● **GOAL**: Can you turn all the entries below into a numbered list, one line per number, skipping blank lines and leaving out the pictures?
--- DATASET ENTRIES ---
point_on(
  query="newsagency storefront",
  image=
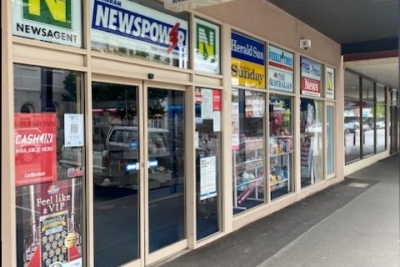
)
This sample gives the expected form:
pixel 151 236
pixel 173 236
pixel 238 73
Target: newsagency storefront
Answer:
pixel 137 132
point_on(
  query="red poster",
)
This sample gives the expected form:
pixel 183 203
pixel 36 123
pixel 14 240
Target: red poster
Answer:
pixel 310 87
pixel 35 148
pixel 216 100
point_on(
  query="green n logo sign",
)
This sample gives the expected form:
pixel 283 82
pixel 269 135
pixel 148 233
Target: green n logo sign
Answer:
pixel 206 41
pixel 52 12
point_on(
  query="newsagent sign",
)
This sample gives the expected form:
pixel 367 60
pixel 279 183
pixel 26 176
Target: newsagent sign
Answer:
pixel 129 29
pixel 48 20
pixel 35 148
pixel 310 77
pixel 247 61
---
● **RESPONSE TO THIS TASK**:
1. point_on(
2.   query="newsagency storefront",
3.   image=
4. )
5. This sample gives the expected form:
6. pixel 151 236
7. pixel 173 236
8. pixel 238 73
9. Target: newsagency storefront
10. Answer:
11. pixel 137 132
12. point_on(
13.   query="red poster",
14. )
15. This sample gives the expected form:
16. pixel 183 203
17. pixel 36 123
18. pixel 14 240
19. Target: red poster
20. Answer:
21. pixel 310 87
22. pixel 35 148
23. pixel 216 100
24. point_on(
25.   query="green n logo sign",
26. )
27. This sample gives the expected form:
28. pixel 283 82
29. pixel 269 135
30. pixel 148 233
31. Target: green n logo sign
32. Answer:
33. pixel 206 41
34. pixel 52 12
35. point_on(
36.   query="newsagent sign",
37. )
38. This sample gives the expected form:
39. pixel 367 60
40. pixel 279 183
41. pixel 26 176
42. Target: newsagent sign
43. Answer:
44. pixel 129 29
45. pixel 48 20
46. pixel 35 148
47. pixel 310 77
48. pixel 247 61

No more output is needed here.